(Natural-language object grounding data)
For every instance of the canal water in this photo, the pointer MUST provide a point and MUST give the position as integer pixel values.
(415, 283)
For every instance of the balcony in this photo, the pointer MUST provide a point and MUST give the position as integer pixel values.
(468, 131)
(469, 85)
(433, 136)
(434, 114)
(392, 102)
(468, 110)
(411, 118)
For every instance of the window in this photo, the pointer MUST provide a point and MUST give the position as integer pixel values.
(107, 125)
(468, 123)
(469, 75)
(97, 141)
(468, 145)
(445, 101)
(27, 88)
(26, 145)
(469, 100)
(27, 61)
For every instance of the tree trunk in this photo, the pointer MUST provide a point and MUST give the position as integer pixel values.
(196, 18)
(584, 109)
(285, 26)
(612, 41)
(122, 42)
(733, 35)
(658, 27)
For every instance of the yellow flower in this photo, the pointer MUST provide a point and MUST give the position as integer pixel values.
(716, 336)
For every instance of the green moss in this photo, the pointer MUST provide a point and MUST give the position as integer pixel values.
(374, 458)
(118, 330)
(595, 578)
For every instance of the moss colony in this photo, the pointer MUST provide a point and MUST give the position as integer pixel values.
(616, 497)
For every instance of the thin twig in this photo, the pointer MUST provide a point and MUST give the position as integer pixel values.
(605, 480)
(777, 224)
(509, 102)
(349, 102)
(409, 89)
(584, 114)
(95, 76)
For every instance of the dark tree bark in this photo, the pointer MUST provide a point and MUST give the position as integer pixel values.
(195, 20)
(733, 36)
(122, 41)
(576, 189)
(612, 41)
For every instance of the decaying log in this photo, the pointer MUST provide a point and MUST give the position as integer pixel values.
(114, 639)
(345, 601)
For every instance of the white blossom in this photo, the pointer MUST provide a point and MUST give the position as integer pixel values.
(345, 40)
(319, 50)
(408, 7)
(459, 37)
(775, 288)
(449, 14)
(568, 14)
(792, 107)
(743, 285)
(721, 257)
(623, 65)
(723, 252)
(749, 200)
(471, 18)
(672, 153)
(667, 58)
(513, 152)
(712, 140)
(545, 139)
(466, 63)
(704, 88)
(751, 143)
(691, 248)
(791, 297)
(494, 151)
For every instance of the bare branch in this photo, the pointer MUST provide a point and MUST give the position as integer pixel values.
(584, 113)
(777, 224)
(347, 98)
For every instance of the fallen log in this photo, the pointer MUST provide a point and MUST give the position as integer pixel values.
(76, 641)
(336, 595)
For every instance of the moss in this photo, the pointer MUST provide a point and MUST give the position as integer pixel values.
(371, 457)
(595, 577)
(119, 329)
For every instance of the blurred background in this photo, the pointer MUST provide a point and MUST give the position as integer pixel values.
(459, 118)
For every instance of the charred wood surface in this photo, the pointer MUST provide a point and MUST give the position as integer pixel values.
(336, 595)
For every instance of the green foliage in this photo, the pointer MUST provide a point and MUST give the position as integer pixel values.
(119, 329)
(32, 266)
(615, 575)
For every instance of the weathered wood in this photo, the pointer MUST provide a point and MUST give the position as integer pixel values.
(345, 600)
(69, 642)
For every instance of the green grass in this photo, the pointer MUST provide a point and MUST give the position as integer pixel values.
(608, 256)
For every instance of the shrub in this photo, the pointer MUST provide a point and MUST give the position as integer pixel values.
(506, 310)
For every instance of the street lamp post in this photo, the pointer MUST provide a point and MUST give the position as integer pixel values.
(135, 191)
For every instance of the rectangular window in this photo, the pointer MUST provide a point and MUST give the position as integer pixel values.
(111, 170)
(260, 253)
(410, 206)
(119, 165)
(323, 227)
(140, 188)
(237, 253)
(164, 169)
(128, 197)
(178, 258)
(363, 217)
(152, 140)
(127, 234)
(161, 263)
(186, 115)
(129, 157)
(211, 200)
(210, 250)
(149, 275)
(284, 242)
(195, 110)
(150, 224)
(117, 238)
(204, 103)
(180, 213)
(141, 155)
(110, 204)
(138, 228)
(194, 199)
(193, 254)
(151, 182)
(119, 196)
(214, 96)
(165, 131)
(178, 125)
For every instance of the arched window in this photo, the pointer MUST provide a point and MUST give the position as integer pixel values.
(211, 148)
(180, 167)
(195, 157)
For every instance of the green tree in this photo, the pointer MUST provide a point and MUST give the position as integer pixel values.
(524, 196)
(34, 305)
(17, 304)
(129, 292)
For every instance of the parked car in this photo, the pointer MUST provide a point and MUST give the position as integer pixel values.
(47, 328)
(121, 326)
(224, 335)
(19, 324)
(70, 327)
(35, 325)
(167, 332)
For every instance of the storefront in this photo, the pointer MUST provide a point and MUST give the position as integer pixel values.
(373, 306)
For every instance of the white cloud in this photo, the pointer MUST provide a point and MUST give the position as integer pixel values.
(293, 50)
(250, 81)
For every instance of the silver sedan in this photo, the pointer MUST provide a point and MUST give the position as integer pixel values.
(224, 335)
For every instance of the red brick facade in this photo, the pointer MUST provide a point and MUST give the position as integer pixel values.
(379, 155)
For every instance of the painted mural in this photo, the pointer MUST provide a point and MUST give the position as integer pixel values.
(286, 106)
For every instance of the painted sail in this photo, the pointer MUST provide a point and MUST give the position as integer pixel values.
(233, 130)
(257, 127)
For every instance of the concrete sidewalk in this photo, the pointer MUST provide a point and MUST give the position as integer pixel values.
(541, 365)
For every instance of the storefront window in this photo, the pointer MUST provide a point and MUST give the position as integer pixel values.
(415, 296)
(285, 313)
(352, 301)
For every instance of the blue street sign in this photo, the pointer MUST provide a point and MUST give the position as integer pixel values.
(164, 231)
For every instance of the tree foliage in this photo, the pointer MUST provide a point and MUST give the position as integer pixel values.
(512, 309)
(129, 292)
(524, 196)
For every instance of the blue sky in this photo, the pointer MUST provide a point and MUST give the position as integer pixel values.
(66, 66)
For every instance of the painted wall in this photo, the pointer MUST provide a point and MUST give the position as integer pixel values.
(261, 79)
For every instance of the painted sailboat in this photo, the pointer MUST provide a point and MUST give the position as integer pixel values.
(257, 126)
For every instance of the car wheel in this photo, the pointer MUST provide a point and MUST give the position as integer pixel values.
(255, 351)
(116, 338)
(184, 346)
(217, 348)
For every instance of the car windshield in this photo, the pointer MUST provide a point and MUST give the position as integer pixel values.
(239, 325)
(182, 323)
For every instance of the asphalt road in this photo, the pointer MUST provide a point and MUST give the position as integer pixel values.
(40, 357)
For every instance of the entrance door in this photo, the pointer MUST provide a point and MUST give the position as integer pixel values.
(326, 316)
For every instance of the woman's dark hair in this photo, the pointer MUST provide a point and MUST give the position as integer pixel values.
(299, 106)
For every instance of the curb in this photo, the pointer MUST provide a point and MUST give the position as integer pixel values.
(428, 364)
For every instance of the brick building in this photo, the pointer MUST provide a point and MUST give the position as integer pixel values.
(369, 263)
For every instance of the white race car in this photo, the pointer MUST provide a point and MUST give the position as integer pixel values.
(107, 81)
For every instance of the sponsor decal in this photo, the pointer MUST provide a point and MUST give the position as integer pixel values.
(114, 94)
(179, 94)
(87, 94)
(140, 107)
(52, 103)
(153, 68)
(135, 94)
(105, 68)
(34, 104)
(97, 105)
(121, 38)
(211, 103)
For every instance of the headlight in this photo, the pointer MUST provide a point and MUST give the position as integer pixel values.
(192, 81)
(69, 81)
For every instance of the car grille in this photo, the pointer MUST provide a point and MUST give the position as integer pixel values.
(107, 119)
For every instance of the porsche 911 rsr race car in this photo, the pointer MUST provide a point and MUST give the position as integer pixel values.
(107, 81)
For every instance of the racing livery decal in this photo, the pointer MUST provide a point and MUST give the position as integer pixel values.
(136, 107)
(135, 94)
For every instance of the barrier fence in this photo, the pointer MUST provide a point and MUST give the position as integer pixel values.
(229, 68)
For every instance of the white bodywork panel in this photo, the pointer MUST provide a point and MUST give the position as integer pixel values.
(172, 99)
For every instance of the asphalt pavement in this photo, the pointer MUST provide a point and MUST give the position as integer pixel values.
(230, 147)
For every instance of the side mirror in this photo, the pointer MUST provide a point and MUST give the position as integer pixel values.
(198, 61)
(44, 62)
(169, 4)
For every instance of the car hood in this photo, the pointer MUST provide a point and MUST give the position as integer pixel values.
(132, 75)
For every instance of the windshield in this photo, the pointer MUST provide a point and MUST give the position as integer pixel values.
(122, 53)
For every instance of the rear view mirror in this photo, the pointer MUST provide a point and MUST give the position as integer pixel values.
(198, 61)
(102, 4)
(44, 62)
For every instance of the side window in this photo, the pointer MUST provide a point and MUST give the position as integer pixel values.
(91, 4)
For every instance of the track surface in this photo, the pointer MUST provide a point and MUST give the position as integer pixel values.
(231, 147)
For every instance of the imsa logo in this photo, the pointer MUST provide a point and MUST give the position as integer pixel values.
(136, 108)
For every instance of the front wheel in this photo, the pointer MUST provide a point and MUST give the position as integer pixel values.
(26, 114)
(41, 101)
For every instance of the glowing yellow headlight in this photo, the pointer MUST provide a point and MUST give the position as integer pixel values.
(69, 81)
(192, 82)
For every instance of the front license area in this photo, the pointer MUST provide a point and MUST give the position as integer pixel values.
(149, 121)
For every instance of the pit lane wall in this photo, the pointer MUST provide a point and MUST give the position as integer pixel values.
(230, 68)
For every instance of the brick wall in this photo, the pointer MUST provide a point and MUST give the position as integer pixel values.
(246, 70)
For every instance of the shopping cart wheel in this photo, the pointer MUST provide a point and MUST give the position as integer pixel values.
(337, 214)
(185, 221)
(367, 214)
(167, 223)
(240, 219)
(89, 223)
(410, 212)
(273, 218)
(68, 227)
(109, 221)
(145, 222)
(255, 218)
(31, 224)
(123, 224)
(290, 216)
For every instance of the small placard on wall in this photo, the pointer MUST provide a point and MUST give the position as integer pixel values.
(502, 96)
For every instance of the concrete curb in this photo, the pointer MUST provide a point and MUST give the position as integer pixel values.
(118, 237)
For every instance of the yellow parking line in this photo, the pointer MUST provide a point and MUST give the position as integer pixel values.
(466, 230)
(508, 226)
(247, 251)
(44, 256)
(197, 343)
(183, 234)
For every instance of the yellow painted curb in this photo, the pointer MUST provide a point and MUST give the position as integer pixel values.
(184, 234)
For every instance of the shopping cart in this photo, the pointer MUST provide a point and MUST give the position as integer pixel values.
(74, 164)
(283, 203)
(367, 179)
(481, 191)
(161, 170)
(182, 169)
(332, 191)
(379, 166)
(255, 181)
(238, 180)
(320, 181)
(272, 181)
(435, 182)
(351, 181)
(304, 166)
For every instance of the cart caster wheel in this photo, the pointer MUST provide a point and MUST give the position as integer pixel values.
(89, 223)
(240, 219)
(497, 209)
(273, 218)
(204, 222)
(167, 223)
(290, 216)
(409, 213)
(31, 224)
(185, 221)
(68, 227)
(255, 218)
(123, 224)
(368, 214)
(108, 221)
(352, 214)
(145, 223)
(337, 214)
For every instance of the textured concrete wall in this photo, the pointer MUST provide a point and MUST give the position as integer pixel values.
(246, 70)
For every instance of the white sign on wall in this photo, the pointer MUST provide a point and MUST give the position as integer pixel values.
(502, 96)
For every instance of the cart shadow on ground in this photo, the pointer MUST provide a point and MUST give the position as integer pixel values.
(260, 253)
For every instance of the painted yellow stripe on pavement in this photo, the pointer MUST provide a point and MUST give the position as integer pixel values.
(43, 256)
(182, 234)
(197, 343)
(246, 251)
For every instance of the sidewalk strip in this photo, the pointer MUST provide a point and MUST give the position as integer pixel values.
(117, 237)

## Instructions to follow
The answer must be exactly the lines from the one containing "For every instance of the textured" through the final line of the data, both ends included, and nothing else.

## Finished task
For every instance of the textured concrete wall in this photo, the pointer MUST provide a point and MUST give the position as integer pixel values.
(246, 70)
For every instance of the white sign on wall in this photo, the pointer MUST provide a point and MUST give the position as integer pixel values.
(502, 96)
For every instance of the cart shadow on ground in this photo, the pointer MUST provide a point and MUST give the position as integer pixel values.
(260, 253)
For every instance of the painted yellow stripe on pavement in this photo, the pointer MUST provide a point and MUST give the position as integer pixel values.
(43, 256)
(182, 234)
(197, 343)
(246, 251)
For every instance of the sidewalk strip in this photo, the pointer MUST provide a point and MUST give the position as integer pixel values.
(117, 237)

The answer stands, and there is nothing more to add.